- **Problem requirements**
Which lines of the entries hold the string "palm"? Copy each one.

- **Records from a data collection**
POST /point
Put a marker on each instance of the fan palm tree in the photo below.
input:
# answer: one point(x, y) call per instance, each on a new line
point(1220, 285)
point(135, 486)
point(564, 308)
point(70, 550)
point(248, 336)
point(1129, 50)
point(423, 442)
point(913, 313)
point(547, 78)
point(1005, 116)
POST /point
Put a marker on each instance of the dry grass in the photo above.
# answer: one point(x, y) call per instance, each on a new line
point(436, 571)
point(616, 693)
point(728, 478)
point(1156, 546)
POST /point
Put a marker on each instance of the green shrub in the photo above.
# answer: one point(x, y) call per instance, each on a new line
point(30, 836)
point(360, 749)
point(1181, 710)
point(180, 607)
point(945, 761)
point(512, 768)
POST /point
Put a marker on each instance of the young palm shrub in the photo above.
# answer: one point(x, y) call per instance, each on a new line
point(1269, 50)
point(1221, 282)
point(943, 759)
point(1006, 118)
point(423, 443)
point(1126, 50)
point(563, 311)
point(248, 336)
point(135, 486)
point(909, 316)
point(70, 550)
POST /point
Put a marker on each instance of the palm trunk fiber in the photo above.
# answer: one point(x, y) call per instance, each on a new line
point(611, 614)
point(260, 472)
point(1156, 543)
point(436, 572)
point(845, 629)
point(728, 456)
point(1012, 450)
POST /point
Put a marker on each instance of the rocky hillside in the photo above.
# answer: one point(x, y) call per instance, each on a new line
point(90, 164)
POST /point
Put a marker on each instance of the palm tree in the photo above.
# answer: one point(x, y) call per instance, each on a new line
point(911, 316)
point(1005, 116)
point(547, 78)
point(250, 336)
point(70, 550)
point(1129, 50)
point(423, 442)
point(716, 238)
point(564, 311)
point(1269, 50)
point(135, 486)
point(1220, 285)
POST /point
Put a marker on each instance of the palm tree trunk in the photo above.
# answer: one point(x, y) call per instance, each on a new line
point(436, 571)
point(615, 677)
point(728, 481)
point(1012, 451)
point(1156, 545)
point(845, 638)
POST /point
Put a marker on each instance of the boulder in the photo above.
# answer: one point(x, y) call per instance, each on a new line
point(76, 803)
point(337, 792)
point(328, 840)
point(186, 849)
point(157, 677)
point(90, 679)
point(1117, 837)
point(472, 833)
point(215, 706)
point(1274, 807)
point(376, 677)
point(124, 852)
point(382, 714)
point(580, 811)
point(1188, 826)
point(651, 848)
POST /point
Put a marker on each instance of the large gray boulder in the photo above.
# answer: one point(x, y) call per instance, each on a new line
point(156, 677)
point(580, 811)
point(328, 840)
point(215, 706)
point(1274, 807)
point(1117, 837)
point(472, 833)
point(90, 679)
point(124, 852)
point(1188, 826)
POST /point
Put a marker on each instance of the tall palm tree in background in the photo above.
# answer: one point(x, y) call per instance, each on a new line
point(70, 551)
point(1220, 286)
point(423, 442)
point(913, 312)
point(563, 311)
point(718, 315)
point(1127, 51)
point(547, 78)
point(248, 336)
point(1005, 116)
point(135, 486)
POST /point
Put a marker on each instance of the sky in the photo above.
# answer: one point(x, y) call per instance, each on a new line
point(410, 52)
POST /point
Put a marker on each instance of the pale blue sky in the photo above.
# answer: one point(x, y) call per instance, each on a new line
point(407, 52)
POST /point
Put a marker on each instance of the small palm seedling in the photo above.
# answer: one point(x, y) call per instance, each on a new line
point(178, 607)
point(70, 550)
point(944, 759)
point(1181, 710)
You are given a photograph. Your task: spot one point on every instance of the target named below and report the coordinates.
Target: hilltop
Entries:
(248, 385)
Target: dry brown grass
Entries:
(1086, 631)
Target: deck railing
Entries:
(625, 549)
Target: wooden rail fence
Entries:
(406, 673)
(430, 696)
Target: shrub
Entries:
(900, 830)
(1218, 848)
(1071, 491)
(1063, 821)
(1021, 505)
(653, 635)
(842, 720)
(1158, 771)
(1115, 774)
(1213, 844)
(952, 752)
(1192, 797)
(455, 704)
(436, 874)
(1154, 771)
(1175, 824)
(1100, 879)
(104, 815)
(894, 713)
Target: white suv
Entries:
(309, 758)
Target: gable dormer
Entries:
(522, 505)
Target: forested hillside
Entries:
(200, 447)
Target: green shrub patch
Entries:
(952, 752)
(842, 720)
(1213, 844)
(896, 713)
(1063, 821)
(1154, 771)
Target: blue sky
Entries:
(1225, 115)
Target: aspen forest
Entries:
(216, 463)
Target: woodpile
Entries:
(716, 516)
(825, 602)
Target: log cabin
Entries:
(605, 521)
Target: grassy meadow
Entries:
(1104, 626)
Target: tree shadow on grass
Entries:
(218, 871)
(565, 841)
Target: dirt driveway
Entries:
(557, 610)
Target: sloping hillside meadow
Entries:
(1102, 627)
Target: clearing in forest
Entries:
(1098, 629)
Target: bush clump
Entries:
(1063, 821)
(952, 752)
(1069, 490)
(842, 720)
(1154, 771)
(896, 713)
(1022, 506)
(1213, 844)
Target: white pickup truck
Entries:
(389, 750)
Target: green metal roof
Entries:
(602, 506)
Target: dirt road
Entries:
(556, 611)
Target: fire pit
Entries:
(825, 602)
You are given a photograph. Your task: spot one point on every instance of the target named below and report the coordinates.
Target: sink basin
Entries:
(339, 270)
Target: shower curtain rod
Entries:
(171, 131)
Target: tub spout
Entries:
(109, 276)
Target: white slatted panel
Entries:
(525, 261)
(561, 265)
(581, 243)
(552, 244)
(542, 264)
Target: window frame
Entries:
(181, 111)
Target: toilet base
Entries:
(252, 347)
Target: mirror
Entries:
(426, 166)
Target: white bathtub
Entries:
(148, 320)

- **Response**
Put a marker on each instance of the fan palm tree in the photo below.
Put a marker on each instance of the young palm shrub in the photo above.
Put a marker on each instance of the palm trunk fiber in the photo above.
Put a marker on each instance of the palm tree in the photo above.
Put a marker on each instance of the palm tree trunk in the photo above.
Put a marker on each instance of the tall palm tree in background in the photo above.
Put a marker on each instance of the small palm seedling in the photo above.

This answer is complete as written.